## Begin

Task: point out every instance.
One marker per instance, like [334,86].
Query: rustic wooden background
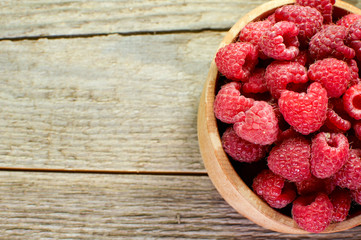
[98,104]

## End
## Begin

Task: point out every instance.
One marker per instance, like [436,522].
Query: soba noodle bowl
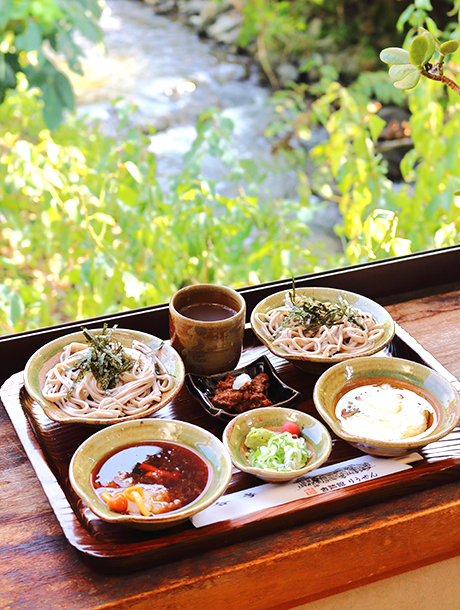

## End

▶ Problem description
Which of the lines above contain the word "like"? Extract each of those lines word for word.

▶ Final result
One marker per instance, like [334,86].
One marker per instance, like [436,522].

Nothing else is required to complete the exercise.